WHAT IS NEEDED:
Go through the lines of the material and count the ones with the word "foliage". Give that count alone.

EXERCISE MATERIAL:
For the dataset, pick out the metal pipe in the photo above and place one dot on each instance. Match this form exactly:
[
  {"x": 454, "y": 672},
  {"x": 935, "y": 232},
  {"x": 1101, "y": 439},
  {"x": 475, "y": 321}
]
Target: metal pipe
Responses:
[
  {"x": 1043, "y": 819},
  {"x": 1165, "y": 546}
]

...

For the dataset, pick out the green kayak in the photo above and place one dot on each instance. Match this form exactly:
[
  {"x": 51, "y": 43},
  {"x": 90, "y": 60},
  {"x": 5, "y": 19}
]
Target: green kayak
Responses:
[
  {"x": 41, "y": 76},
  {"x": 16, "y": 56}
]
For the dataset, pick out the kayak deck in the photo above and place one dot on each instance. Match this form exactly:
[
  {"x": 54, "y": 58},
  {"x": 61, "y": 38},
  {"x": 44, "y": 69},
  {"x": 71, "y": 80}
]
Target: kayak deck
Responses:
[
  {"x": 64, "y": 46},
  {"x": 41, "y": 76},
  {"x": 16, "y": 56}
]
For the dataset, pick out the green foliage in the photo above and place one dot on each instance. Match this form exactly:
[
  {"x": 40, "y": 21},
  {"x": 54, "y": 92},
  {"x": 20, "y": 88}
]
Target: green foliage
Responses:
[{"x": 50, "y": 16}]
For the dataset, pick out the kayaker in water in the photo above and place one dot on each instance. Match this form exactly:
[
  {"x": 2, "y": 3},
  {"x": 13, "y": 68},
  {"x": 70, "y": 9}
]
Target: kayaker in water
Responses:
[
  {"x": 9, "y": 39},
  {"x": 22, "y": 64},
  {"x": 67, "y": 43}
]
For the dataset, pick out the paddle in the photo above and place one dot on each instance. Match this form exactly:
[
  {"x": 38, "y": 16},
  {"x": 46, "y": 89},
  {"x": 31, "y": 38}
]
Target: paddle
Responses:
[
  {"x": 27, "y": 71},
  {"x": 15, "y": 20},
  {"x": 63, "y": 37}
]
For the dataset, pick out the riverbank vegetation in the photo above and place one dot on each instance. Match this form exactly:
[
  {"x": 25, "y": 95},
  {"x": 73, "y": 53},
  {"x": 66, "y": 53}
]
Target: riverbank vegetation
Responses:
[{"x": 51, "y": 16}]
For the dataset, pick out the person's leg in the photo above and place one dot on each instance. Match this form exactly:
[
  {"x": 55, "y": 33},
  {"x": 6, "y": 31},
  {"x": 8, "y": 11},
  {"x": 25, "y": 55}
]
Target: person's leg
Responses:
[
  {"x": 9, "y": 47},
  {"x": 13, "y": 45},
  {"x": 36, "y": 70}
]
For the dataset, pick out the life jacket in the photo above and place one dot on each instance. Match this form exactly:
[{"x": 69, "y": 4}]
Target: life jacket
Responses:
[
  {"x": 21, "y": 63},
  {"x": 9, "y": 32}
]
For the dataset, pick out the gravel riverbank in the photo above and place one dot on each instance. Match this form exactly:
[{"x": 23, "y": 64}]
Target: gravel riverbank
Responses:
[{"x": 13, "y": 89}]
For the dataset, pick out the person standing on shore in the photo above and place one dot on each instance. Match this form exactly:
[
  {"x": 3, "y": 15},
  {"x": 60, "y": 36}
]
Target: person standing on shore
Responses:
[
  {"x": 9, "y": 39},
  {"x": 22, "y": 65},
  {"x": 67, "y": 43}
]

WRITTEN RESPONSE:
2